• [Selected text]
Ch 12: Prompt Engineering & In-Context Learning - Advanced¶

Track: Practitioner | Try code in Playground | Back to chapter overview

Read online or run locally

To run the code interactively, clone the repo and open chapters/chapter-12-prompt-engineering-and-in-context-learning/notebooks/03_prompt_systems.ipynb in Jupyter.

Chapter 12: Prompt Engineering — Notebook 03 (Prompt Systems in Production)¶

This notebook covers systematic evaluation (golden sets, graders, LLM-as-judge), A/B testing with bootstrap CIs, prompt-injection defenses, versioning + registry, and production observability.

• [What this task involves]
Please continue the notebook introduction on prompt systems in production, starting right after its last sentence.

• [Information shown]
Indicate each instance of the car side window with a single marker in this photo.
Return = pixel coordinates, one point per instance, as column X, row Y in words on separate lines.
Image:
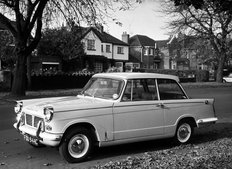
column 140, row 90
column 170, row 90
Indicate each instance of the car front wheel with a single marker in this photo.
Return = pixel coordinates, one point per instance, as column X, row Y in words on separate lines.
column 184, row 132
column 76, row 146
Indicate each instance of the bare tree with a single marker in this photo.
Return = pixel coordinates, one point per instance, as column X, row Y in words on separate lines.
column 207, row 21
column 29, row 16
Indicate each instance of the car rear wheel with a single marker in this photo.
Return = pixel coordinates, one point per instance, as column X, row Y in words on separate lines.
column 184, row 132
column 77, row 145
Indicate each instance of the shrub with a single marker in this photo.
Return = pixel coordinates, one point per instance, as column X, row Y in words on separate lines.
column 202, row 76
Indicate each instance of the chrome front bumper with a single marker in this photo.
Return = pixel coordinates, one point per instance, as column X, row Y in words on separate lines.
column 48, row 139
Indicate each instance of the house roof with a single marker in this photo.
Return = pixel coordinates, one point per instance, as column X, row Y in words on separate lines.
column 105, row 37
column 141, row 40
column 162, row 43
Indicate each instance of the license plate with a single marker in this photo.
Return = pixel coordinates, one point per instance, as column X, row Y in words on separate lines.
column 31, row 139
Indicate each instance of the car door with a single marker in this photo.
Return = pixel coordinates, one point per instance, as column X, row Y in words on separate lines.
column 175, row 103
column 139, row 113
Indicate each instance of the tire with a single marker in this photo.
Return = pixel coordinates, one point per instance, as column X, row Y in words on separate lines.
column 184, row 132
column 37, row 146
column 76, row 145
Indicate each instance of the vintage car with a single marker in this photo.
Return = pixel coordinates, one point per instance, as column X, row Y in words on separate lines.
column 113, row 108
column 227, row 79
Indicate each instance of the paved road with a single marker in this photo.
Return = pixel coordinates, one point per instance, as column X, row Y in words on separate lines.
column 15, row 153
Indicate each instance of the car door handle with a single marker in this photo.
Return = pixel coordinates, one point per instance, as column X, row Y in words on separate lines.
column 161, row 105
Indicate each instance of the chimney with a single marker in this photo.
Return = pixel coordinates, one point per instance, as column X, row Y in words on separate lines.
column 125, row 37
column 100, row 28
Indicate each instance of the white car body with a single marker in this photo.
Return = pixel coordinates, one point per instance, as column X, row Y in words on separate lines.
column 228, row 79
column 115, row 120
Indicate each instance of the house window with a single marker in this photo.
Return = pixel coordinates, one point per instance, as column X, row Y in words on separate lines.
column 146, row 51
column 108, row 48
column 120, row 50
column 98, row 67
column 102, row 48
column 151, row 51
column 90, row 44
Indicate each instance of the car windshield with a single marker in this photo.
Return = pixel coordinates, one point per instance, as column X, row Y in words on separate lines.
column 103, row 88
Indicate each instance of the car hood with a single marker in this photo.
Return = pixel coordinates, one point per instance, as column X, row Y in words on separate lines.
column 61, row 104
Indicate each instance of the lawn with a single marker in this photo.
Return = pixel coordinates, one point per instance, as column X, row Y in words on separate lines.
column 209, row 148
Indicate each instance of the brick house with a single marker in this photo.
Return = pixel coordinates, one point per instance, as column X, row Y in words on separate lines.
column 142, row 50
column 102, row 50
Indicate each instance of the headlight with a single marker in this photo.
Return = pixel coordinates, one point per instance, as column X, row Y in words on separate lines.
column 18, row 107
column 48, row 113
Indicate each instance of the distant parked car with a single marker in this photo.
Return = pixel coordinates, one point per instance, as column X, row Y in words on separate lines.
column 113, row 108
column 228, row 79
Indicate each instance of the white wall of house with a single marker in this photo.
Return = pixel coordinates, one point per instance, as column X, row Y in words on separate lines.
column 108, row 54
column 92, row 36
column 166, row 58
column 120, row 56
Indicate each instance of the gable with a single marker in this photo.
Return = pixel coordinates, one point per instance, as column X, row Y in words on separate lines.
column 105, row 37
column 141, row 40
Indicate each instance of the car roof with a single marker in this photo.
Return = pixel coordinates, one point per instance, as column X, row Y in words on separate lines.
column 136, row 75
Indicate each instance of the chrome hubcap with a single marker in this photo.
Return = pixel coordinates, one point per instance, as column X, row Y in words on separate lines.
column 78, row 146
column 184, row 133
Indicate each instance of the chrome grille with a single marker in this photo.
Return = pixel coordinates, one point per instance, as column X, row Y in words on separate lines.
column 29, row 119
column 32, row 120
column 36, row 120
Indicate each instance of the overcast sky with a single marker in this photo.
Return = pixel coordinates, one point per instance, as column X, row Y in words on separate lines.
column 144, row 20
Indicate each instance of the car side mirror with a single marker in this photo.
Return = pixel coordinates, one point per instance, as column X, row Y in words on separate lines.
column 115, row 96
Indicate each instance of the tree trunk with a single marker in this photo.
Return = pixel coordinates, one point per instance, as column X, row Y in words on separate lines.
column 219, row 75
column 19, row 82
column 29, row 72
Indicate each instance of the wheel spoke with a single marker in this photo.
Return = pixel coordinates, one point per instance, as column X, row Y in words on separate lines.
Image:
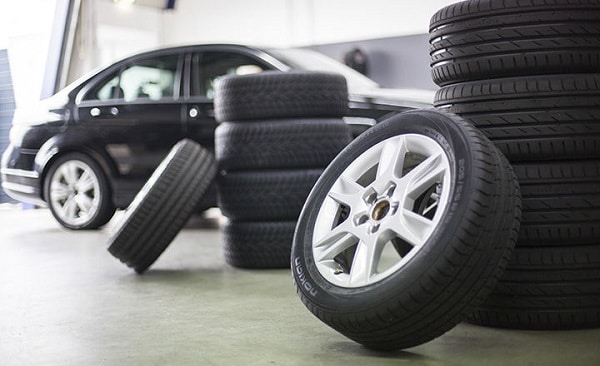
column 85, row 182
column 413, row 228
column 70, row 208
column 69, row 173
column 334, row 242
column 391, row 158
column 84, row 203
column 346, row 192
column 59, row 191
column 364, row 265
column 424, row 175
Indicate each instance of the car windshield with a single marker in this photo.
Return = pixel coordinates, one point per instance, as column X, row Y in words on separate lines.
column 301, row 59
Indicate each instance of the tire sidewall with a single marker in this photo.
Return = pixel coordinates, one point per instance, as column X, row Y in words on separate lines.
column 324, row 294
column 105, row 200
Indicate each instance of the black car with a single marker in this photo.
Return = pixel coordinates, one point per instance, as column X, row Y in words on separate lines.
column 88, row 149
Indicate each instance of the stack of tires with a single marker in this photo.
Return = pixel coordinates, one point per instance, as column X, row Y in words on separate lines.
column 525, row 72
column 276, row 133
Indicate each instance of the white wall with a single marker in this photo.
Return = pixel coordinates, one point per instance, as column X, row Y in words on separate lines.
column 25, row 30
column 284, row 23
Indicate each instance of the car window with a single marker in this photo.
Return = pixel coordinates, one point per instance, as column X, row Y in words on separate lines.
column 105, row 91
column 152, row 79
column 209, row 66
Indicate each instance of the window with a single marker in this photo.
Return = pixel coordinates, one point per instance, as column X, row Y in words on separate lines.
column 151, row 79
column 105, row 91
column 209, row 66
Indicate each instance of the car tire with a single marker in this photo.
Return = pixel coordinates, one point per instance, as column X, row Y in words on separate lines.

---

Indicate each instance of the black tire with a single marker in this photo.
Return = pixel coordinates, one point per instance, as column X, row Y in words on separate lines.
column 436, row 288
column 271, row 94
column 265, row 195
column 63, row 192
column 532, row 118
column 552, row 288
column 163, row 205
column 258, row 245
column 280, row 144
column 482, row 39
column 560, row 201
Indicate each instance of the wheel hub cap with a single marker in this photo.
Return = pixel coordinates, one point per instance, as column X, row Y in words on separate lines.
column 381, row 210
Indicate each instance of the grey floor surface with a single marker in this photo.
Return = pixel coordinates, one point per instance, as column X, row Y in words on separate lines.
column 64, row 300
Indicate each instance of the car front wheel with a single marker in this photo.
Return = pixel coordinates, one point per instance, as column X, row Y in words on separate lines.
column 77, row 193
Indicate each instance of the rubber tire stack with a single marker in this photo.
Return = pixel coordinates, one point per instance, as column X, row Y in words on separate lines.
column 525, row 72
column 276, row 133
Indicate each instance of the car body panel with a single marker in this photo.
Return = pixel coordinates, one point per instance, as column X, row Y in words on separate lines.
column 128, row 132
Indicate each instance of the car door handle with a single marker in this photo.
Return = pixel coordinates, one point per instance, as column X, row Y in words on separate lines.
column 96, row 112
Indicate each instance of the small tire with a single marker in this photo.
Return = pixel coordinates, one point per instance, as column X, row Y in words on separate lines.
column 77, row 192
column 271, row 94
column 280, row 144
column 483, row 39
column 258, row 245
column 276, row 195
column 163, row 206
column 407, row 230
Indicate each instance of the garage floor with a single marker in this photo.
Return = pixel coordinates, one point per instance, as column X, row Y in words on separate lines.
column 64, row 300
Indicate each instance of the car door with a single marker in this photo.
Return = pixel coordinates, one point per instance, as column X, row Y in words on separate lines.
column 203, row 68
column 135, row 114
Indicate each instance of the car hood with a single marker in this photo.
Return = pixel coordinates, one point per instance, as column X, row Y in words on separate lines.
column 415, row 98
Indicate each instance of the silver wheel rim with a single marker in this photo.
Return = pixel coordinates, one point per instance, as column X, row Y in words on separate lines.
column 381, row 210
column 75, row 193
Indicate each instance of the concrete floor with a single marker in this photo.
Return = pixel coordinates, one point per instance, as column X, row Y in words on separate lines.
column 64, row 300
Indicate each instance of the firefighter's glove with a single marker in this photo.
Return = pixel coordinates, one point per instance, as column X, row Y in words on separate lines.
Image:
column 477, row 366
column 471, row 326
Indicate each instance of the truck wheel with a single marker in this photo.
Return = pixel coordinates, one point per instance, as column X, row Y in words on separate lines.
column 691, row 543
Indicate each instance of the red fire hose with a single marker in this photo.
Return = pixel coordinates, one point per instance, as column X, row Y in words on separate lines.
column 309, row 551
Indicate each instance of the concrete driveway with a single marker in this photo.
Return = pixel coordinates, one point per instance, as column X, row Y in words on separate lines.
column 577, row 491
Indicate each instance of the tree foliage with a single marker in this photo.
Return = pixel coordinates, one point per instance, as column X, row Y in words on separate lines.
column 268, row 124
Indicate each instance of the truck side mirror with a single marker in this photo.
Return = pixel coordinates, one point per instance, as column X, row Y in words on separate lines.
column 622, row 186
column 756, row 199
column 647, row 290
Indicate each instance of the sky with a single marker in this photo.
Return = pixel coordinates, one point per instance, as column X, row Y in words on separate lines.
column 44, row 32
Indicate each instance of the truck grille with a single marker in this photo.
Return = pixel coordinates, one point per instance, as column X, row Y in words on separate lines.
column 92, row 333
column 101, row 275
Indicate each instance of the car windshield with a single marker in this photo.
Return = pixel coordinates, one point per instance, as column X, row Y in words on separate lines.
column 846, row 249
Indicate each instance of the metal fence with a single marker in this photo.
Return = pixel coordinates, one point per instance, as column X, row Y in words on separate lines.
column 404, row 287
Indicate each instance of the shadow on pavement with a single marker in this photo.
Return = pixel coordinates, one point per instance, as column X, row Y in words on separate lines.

==

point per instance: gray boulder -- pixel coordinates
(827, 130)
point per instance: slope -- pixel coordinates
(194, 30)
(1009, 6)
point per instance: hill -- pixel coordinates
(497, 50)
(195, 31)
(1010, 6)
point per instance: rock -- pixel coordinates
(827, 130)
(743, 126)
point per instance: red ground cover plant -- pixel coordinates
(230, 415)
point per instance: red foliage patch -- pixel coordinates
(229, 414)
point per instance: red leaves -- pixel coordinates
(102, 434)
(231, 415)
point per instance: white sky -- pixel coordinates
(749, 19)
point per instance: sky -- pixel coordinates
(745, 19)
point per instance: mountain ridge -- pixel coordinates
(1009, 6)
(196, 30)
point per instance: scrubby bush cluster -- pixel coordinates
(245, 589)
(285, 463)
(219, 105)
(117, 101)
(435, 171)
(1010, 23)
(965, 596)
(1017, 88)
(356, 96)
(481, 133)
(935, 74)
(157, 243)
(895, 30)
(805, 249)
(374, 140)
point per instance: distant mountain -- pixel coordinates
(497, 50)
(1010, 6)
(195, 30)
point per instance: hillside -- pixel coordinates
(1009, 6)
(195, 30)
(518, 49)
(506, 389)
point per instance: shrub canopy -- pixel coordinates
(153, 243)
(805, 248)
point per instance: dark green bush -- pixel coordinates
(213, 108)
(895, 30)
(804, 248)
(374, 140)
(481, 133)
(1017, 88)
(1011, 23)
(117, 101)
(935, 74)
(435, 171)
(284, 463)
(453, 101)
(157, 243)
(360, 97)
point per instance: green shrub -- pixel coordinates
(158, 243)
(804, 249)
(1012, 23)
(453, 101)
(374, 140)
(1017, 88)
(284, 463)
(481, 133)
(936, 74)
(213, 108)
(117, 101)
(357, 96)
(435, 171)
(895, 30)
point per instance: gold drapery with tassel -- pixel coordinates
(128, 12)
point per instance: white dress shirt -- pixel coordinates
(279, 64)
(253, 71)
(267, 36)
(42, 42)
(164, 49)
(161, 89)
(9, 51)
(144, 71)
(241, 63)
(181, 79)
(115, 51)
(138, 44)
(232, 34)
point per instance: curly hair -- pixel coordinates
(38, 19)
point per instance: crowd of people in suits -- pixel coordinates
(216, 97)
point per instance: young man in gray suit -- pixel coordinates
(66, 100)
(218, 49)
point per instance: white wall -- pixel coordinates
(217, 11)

• [Response]
What you'll learn¶

Topic	Section
Golden datasets and grader functions (exact / regex / embedding)	§1
LLM-as-judge: when it helps and when it lies	§2
A/B testing prompts with bootstrap confidence intervals	§3
Prompt-injection defenses: filters, sandwich, hierarchy, output validation	§4
Versioned prompt registry with named, dated revisions	§5
Production observability: logging, tracing, fallback chains	§6

Time estimate: 1.5–2 hours

Key concepts¶

Eval harness — Fix a golden set, run candidate prompts, compute metrics with CIs — repeatable.
LLM-as-judge — Cheap and scalable but biased; calibrate against human labels first.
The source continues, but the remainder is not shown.